(Beginning of TASK INPUT)

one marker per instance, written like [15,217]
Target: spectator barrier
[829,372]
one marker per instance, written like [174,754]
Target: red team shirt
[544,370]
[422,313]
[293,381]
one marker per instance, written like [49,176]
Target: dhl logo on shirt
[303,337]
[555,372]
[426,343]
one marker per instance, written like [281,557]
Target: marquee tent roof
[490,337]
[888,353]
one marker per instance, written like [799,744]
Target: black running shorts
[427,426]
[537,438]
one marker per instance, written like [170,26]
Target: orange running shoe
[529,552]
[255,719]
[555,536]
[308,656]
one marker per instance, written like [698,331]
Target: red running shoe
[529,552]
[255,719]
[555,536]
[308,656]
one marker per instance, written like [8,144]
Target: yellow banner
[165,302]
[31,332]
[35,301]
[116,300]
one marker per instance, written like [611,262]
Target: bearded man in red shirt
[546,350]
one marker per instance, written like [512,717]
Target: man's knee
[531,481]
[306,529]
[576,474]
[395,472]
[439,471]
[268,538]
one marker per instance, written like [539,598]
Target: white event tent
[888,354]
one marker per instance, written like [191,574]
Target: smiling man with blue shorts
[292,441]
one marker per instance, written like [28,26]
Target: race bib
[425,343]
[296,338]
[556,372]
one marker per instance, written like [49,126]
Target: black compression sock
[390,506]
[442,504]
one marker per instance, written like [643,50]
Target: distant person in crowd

(End of TASK INPUT)

▶ **WHAT YOU NEED TO DO**: Find "Target: bearded man in red shirt" in the data above, then repeat that line and all lines after it exactly, ending with the final line.

▶ **SOLUTION FOR THIS TASK**:
Target: bearded man in red shirt
[546,350]
one marker per instance, written like [512,717]
Target: man's knee
[531,481]
[306,529]
[576,474]
[395,472]
[439,471]
[268,538]
one marker per instance, written like [539,598]
Target: white event tent
[888,354]
one marker per instance, written like [191,574]
Target: smiling man with blue shorts
[292,441]
one marker per instance, written like [28,26]
Target: race bib
[425,343]
[296,338]
[556,372]
one marker per instance, written like [49,126]
Target: black compression sock
[390,506]
[442,504]
one marker per instance, written like [643,50]
Target: distant person in crowd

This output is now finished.